Texto dado:
-*-

Nos reinos antigos cada um de nós era caçador e presa. As ancestrais planícies de África encontram-se profundamente entranhadas no nosso crânio, sendo lembradas com todo o seu terror e miséria. Nos nossos genes estão guardadas as lembranças das sombras que nos perseguiam e nos matavam. Temos medo.
Se formos confrontados com um perigo inesperado, de imediato saltamos da cadeira . O gatilho para essa reacção, é o jorro de adrenalina libertado pelas glândulas supra-renais. Levada pela corrente sanguínea, essa adrenalina comunica as reacções ao coração, que começa a bombear o sangue mais rapidamente - às veias, que se contraem e forçam a elevação da tensão arterial; ao fígado, que põe mais combustível na fórmula da glicose; ao pâncreas , que segrega tanta insulina que mais glicose é metabolizada; e ao estômago e intestinos, que param imediatamente de digerir os alimentos para que a energia seja desviada para outro lugar.
Toda esta actividade que se desenvolve num ritmo violento e com efeitos poderosos em todo o organismo, é coordenada pelo cérebro, que usa a pituitária para distribuir os sinais hormonais. Além disso, outras sinalizações químicas percorrem os neurónios, fazendo com que a vista focalize melhor, os ouvidos ficam mais aguçados, os músculos das costas retezam-se e a cabeça volta-se em sinal de alerta.

-*-

Requisitos do exercício:
- A) Repita, sem qualquer alteração, o trecho do texto sobre o medo que vai de "Toda esta actividade" até "sinal de alerta.".
- B) Indique se cada afirmação concorda com o texto sobre o medo, respondendo sim ou não e citando as palavras exatas que o decidem. (i) A adrenalina é libertada pelas glândulas supra-renais. (ii) Perante um perigo, o estômago e os intestinos aceleram a digestão. (iii) O cérebro recorre à pituitária para distribuir os sinais hormonais.
- C) Prossiga o texto sobre o medo a partir da última frase apresentada.
Os dados não entram nesta parte.

Os dados:
-*-

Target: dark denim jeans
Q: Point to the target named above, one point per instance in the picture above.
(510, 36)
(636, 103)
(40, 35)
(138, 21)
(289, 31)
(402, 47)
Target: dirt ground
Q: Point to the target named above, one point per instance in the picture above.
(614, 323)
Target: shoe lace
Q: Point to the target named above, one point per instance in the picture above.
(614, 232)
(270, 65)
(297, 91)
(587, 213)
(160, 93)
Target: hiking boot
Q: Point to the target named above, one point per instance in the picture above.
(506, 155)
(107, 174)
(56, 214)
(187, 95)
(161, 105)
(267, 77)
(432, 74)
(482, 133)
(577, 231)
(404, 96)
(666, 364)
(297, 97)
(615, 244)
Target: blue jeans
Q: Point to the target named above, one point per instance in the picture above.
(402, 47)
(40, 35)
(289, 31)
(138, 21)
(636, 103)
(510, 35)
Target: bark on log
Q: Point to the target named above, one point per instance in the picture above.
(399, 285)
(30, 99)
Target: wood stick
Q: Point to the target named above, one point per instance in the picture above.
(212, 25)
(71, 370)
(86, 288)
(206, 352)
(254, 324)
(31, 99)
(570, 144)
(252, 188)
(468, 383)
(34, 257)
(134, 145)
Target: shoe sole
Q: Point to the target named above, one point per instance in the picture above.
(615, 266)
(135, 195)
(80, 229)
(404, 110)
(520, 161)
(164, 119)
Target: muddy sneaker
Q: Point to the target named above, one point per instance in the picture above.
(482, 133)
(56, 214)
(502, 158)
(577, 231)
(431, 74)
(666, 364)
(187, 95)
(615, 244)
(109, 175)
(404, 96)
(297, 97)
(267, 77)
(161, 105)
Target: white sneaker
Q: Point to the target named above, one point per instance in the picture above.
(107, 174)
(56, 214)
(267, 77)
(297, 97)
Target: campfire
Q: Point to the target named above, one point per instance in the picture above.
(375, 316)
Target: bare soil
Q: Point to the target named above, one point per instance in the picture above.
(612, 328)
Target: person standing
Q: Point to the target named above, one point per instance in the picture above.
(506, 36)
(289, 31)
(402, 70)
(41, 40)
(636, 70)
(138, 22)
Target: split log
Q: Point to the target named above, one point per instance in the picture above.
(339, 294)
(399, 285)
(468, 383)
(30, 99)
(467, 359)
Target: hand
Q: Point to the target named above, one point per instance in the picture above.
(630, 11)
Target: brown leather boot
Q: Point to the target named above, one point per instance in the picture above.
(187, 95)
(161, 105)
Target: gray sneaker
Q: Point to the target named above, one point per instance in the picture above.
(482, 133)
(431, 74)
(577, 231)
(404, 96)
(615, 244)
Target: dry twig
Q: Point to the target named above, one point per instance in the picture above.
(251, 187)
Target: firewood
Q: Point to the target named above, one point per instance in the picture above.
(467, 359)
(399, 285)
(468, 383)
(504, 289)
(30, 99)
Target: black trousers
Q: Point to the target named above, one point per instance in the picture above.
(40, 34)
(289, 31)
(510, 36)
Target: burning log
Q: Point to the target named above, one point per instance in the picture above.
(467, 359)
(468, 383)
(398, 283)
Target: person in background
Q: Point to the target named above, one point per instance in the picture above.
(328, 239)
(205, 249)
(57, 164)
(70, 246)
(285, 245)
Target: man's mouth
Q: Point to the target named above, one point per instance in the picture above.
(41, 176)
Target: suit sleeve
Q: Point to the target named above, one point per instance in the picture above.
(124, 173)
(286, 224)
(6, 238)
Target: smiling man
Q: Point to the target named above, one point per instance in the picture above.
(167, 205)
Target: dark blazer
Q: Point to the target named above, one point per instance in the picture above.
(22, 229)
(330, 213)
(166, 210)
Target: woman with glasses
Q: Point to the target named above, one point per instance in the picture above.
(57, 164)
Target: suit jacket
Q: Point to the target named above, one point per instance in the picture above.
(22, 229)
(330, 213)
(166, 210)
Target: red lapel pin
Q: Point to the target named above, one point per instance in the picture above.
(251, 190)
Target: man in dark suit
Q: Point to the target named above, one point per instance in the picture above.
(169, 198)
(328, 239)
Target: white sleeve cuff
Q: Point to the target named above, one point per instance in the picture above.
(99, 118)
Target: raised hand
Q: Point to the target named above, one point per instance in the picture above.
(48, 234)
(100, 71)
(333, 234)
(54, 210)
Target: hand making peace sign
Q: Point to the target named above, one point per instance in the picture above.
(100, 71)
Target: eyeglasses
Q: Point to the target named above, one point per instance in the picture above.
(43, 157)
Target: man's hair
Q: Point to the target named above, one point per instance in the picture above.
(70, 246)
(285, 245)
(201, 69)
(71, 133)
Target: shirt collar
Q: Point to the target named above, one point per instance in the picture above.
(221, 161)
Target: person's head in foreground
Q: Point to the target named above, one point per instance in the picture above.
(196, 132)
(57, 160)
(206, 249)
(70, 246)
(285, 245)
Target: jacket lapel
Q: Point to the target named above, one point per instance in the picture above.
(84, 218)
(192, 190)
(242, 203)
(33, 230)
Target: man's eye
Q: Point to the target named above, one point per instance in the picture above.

-*-

Respostas:
- A)
Toda esta actividade que se desenvolve num ritmo violento e com efeitos poderosos em todo o organismo, é coordenada pelo cérebro, que usa a pituitária para distribuir os sinais hormonais. Além disso, outras sinalizações químicas percorrem os neurónios, fazendo com que a vista focalize melhor, os ouvidos ficam mais aguçados, os músculos das costas retezam-se e a cabeça volta-se em sinal de alerta.

- B)
(i) Sim: "é o jorro de adrenalina libertado pelas glândulas supra-renais".
(ii) Não: "que param imediatamente de digerir os alimentos".
(iii) Sim: "é coordenada pelo cérebro, que usa a pituitária para distribuir os sinais hormonais".

- C)
"Tanto o Bispo das Forças Armadas como o influente diário norte-americano,'The New York Times',chamava recentemente a atenção para a complacente atitude dos portugueses face à crise que estão a atravessar. Ao contrário de outros países, que mostram toda a sua indignação e orgulho ferido ( por vezes até de forma violenta ) pelo desprezo e arbitrariedade como estão a ser tratados pelas forças do Capital," por cá, nós todos bem " - parece até que sentimos um enorme prazer em sermos maltratado e humilhados, como se Masoch fosse o nosso bom e amado rei. Daí o fado, aquela "saborosa" e triste ladaínha, que continua a ser um dos nossos pratos favoritos e um dos traços que definem a nossa singularidade. Falta-nos, afinal, consistência ontológica, uma qualidade básica de que carecemos para sermos ouvidos e reconhecidos internacionalmente.
Vem isto a propósito do resultado do jogo que efectuámos contra a Alemanha no âmbito da participação de Portugal no Euro 2012, e dessa funesta e atávica realidade que nos cerca e nos tolhe.
Jogámos apenas 15 minutos, porque a maior parte do tempo andámos tristemente num desatino a guardar o nosso reduto defensivo, apoucados e temerosos ( a controlar o jogo, dizem ), a tentar conter uma equipa que, bem vistas as coisas e pelo futebol exibido, é inferior à nossa, e por isso não merecia ter saído vitoriosa do encontro. Em consequência desse frustrado início , ficámos perigosamente à beira do precipício; e isto tudo, porque não queremos assumir as nossas reais virtualidades, porque continuamos manietados pelo medo. Somos uns desgraçados e uns coitadinhos , de "etnia" supostamente inferior, que não passamos da cepa torta. E, no toca ao futebol, apesar do fogacho de umas quantas excepções, que até conseguem individualmente suprir esta negação existencial, construindo resultados, passando eliminatórias e chegando por vezes a rasar o céu, a regra geral é aquela que já conhecemos e que parece estar mais uma vez a desenhar-se com o regresso próximo da selecção. Porquê que isto acontece, se a qualidade dos nossos jogadores, comparativamente, até é muito boa?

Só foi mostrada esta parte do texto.